Input records ->
==============================
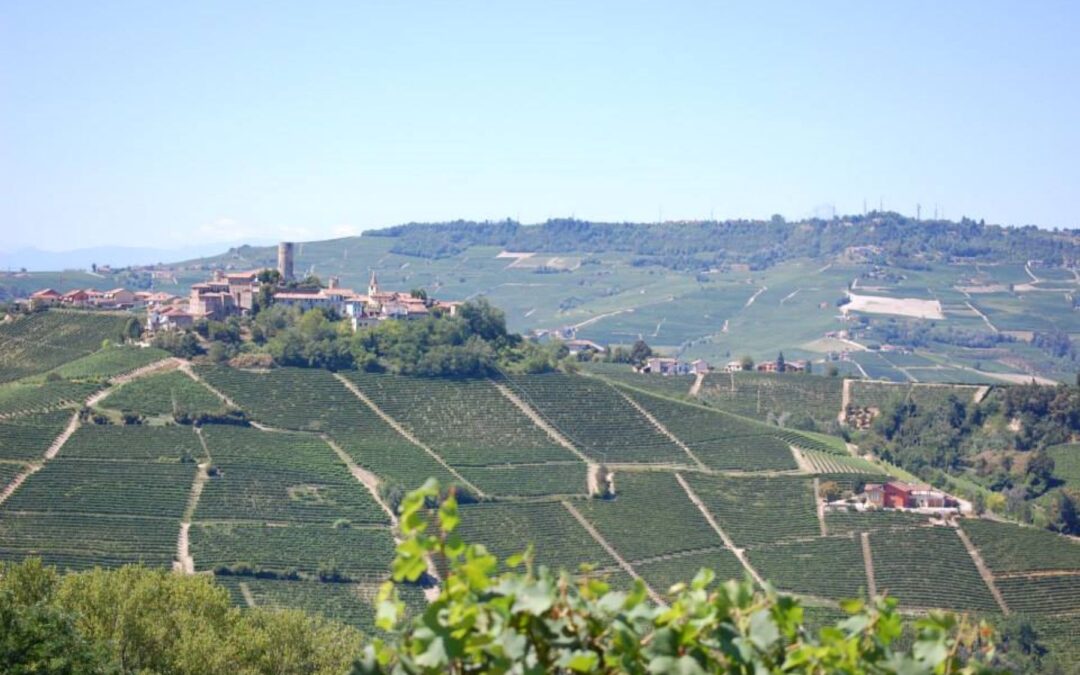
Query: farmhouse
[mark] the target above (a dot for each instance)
==============================
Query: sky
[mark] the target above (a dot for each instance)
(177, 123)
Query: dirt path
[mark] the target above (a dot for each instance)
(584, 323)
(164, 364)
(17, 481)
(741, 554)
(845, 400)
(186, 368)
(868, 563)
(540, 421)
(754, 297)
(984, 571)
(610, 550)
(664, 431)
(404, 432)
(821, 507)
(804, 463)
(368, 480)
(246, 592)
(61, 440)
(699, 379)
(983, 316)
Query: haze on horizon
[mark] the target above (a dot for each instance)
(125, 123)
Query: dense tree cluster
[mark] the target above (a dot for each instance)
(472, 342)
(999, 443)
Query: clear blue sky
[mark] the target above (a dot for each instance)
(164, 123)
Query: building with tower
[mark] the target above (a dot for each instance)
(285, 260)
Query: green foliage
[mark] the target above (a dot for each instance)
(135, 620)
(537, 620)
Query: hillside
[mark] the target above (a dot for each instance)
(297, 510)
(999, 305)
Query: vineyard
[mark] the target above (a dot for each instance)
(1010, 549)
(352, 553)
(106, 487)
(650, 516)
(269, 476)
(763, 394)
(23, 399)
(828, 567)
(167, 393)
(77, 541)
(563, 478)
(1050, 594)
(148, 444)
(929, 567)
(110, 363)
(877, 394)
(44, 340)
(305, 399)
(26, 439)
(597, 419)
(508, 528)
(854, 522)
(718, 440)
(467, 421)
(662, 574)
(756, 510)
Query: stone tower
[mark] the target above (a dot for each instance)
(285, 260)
==============================
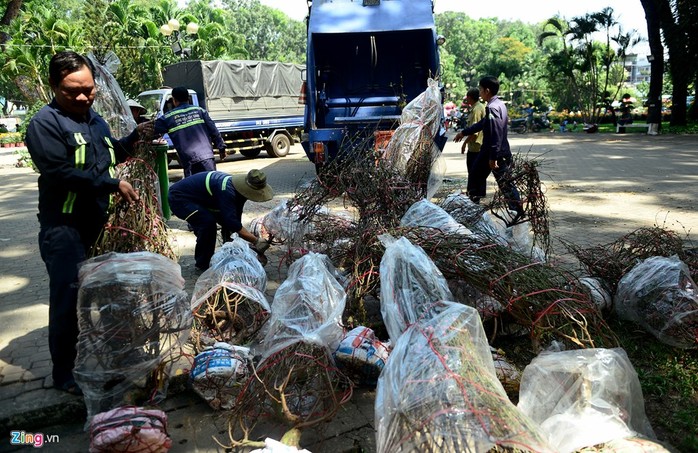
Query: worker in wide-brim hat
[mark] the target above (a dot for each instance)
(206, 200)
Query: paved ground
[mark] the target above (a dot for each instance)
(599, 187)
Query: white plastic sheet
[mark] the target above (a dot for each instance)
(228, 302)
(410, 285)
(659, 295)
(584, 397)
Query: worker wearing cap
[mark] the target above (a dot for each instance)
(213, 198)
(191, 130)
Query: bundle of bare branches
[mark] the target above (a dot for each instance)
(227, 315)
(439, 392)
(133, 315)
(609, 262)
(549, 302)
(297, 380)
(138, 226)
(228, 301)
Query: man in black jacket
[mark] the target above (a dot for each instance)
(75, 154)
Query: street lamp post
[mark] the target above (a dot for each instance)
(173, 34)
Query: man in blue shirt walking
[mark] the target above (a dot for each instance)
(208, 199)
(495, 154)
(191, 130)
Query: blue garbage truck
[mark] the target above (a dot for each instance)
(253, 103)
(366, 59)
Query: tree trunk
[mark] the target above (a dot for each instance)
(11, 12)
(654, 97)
==============================
Among the entries above, count the lines that contain the word "worker" and give the number by itself.

Task answer -> 2